# 3-legged tad



## boombotty (Oct 12, 2005)

Hi all,
I have a BYH tad that popped out it's front legs last week. The problem is, is that he only has one front. Has anyone ever ran into this problem? I have morphed out about 6 so far with no problems and lots of tads to go. After having about 100 different tinc tads morph out, this is the first time I have seen this.
Thanks,
Scott


----------



## KeroKero (Jun 13, 2004)

Does it look like he even developed the other forelimb? I've had some pop one forelimb way before the other, usually only a couple days max tho.










This is an image showing a vent tadpole turned on it's back to show the forelimbs just under the surface. If your tad has the other limb, you should be able to see it thru the skin (I recomend trying to use a flashlight tho). When viewed from above, you should also see the elbow poking out a bit. 

If the forelimb it there, it may be only a matter of time for the other to come out.


----------



## boombotty (Oct 12, 2005)

Thanks Corey,
This tad doesn't even have any front leg "bumps" on the other side. I don't have my camera to take a pic, but he is colored up and about 2-3 days before coming out. There is no leg bump on the other side where it should be, wierd.
Scott


----------



## elmoisfive (Dec 31, 2004)

Scott,

I have seen this happen before but it is uncommon. One front leg emerged with no trace of the other leg. Interestingly enough, these three legged froglets appeared totally normal otherwise and developed fine, unlike SLS froglets.

My hypothesis is that during development, that particular limb bud was 'turned off' and any structures were resorbed by the developing tadpole. This is why you would not even see a hint of a leg bud.

**ENTRIES PROVIDED**.
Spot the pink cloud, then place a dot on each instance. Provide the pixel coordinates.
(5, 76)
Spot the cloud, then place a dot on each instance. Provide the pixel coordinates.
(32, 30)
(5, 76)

**REQUIRED ACTION 1**.
In the three-legged tadpole thread, rewrite the paragraph beginning "I have seen this happen before" as a short list that keeps its main facts.
**REQUIRED ACTION 2**.
Write the next part of the three-legged tadpole thread, picking up after its last sentence.

**EXERCISE RESULT 1**.
- The poster has seen this happen before, though it is uncommon.
- One front leg emerged, with no trace of the other.
- Otherwise, these three-legged froglets looked totally normal and developed fine, unlike SLS froglets.

**EXERCISE RESULT 2**.
Bill


----------



## nburns (May 3, 2005)

Very interested. I'd like to hear updates as to how it does once out of the water.


----------



## Ed (Sep 19, 2004)

quote " have seen this happen before but it is uncommon. One front leg emerged with no trace of the other leg. Interestingly enough, these three legged froglets appeared totally normal otherwise and developed fine, unlike SLS froglets. "endsquote

This is still a form of spindly leg. I don't have the source describing it close to hand here but is still part of the complex of SLS developmental issues (unless it was caused by trauma). 

Ed


----------



## boombotty (Oct 12, 2005)

Yeah, the other leg is fully developed with no sign of SLS. It just looks like the other limb never started developing. Should I go ahead and euthonize(sp)? I hate doing so, but I believe it would be the better fate for him.


----------



## Curt61 (Jan 16, 2007)

Hey, well if the other leg is big and strong with no sign of SLS then I wonder if it will be able to live and make it? I know of cats and dogs that live perfectly normal lives with only 3 legs, I have a cosin that has a cat with 3 legs that runs just as fast as a cat with 4 legs.


Just a thought, Curt.


----------



## elmoisfive (Dec 31, 2004)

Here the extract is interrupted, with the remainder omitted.